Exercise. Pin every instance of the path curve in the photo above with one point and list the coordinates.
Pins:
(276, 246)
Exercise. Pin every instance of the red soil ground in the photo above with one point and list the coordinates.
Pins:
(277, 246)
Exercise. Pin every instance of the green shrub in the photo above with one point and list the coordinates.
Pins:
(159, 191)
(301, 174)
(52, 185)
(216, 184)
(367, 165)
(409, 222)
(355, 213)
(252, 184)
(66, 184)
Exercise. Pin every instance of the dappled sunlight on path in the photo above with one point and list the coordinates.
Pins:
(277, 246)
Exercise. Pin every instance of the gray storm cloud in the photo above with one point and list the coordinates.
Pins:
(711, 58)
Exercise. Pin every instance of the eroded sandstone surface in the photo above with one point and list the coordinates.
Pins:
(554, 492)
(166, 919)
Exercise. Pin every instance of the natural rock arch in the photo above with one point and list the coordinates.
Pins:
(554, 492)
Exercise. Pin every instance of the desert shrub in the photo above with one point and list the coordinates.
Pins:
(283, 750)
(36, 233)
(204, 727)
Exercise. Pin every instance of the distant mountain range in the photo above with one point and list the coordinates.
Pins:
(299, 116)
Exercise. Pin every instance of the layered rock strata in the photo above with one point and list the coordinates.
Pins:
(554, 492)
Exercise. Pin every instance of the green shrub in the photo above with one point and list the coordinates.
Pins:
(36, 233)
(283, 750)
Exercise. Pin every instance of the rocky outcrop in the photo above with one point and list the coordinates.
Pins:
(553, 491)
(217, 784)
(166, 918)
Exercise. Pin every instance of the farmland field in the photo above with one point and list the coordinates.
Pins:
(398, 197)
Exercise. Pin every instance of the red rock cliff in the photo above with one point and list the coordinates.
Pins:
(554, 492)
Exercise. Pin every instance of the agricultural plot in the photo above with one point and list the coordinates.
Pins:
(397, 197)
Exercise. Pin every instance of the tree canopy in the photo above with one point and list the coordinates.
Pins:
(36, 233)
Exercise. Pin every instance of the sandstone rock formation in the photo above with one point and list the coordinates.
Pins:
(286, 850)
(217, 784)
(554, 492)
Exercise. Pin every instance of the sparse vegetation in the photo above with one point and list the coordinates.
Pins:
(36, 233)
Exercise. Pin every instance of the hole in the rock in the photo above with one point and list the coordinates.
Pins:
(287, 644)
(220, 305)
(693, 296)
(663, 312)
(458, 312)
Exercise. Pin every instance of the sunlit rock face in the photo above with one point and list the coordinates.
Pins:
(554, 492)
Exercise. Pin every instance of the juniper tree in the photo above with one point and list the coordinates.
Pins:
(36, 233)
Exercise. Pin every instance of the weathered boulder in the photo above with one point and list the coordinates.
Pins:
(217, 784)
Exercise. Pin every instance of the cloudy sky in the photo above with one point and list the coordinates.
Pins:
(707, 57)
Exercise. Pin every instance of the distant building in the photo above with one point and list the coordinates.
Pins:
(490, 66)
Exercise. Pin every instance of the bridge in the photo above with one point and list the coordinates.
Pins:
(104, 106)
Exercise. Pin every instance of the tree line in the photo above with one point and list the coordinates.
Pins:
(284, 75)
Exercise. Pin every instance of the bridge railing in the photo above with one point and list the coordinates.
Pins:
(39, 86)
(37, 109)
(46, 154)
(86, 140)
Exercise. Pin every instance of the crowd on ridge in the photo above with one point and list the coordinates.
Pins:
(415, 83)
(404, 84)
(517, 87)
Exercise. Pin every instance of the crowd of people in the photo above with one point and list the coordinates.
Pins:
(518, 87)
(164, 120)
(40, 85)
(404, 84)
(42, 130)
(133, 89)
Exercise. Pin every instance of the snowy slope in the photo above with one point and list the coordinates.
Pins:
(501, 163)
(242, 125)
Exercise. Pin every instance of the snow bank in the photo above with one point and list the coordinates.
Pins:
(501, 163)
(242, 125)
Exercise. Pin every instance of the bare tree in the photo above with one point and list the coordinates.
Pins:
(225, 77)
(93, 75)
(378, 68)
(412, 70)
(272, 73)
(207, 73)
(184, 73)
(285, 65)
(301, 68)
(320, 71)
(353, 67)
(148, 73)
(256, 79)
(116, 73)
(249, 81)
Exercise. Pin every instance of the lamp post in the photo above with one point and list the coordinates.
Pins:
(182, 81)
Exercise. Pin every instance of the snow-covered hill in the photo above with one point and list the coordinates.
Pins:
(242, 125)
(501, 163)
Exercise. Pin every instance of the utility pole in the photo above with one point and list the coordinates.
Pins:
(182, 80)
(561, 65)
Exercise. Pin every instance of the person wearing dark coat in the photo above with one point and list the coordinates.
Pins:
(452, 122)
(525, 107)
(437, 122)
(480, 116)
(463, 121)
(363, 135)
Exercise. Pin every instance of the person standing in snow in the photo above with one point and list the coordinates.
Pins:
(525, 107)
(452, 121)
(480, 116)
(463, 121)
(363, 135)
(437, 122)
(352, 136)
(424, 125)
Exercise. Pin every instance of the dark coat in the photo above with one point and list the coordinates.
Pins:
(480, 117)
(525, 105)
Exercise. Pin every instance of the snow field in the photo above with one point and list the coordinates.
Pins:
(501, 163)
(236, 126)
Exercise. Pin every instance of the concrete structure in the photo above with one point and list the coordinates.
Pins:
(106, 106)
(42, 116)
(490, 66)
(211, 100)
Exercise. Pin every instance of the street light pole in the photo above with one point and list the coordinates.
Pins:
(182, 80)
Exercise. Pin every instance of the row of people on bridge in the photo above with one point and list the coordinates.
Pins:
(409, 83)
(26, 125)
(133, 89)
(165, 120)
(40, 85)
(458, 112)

Activity: An exact transcription of the lines from the start of the listing through the line bearing "Exercise. Pin every instance of the desert" is the whole answer.

Written response:
Exercise. Pin every instance of the path curve in the photo above with one point and list the coordinates.
Pins:
(276, 246)
Exercise. Pin every instance of the red soil ground in the photo above with one point and list the coordinates.
Pins:
(277, 246)
Exercise. Pin every instance of the green shrub in the photo above with one point and list the coordinates.
Pins:
(159, 191)
(301, 174)
(52, 185)
(216, 184)
(367, 165)
(409, 222)
(355, 213)
(252, 184)
(66, 184)
Exercise. Pin every instance of the dappled sunlight on path in the photo above with one point and list the coordinates.
Pins:
(277, 246)
Exercise. Pin every instance of the gray storm cloud in the photo above with one point and list the coordinates.
Pins:
(711, 58)
Exercise. Pin every instance of the eroded sandstone surface in the photo above with one point and list the coordinates.
Pins:
(554, 492)
(166, 919)
Exercise. Pin every instance of the natural rock arch in the photo above with one point and list the coordinates.
Pins:
(554, 492)
Exercise. Pin every instance of the desert shrub in the photo above with one point and list the coordinates.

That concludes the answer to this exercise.